* **Selection**:
>>>>

German telco Deutsche Telekom wants to evolve into the public cloud and plans to beat sector giants such as Amazon and Google at their own game

Deutsche Telekom has made no bones about its ambitions to become a market leader in Europe’s cloud services market. The German company recently proclaimed its goal of doubling current annual revenue of €1bn from business customers by the end of 2018, as it extends its focus from the private cloud to the public cloud.

“At Deutsche Telekom, we want to grow by more than 20% each year in the field of cloud platforms, and to become the leading provider for businesses in Europe,” said Ferri Abolhassan, head of the IT division at Deutsche Telekom’s enterprise-focused unit, T-Systems.

Last year, revenue from cloud services, in particular in the highly secure private cloud, increased by double-figure percentage points at T-Systems alone, the company added.

To achieve its goals, the Bonn-based company intends to intensify its collaborations with technology partners “who are, in turn, market leaders”, including Microsoft, Airbnb and Huawei. Abolhassan firmly emphasised that such partnerships are essential to support Deutsche Telekom’s over-arching cloud business strategy.

<<<<

Stored data entries:

>>>>

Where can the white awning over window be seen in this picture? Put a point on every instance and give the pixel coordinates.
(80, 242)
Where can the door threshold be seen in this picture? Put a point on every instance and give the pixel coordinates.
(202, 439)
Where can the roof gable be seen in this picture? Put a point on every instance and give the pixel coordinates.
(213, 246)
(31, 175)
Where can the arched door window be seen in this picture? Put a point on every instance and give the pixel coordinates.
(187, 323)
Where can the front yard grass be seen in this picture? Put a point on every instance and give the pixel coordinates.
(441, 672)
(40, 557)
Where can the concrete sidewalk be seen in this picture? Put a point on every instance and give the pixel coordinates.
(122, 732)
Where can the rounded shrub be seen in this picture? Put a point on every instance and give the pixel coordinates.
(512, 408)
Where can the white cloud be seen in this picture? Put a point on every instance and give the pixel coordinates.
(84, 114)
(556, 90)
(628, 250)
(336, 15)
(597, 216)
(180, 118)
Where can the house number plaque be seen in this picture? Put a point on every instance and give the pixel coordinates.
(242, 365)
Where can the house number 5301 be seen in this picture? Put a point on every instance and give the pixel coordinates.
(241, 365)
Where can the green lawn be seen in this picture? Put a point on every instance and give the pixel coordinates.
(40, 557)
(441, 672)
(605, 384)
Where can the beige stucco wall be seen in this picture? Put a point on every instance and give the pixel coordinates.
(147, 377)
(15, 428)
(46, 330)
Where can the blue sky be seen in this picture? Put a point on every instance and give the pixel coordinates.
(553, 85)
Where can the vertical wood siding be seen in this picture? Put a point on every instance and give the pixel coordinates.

<<<<

* **Prompt 1**:
Put the part of the listing that opens with the line containing "Where can the house number 5301" and runs through the end of the listing into a Markdown table with the columns Row and Line. Number each line and leave out blank lines.
* **Prompt 2**:
Write the next part of the article on Deutsche Telekom's cloud plans, starting after its last paragraph.
The article and the listing have nothing to do with each other.

* **Task answer 1**:
| Row | Line |
|---|---|
| 1 | Where can the house number 5301 be seen in this picture? Put a point on every instance and give the pixel coordinates. |
| 2 | (241, 365) |
| 3 | Where can the green lawn be seen in this picture? Put a point on every instance and give the pixel coordinates. |
| 4 | (40, 557) |
| 5 | (441, 672) |
| 6 | (605, 384) |
| 7 | Where can the beige stucco wall be seen in this picture? Put a point on every instance and give the pixel coordinates. |
| 8 | (147, 377) |
| 9 | (15, 428) |
| 10 | (46, 330) |
| 11 | Where can the blue sky be seen in this picture? Put a point on every instance and give the pixel coordinates. |
| 12 | (553, 85) |
| 13 | Where can the vertical wood siding be seen in this picture? Put a point on every instance and give the pixel coordinates. |

* **Task answer 2**:
Indeed, China-based Huawei, which is in turn is placing an increased focus on IT services, is already collaborating with Deutsche Telekom in both the private and public cloud, with the intention of helping the German operator to develop services in both these areas in future.

“After we agreed on our co-operation regarding IT infrastructure and private cloud services during CeBit [2015], we are now taking the next step and combining our know-how and cutting-edge technology in the public cloud area to ensure that companies of all sizes are provided with the cloud of their choice,” said Haibo Zhang, president of Huawei Deutsche Telekom key account department.

Speaking at Huawei’s Innovation Day in Munich in June, Abolhassan went further still. Not only does he want to see Deutsche Telekom become a leading provider of cloud services in Europe, he also wants to see Europe produce a competitor to the cloud-based companies that have so far emerged from the US.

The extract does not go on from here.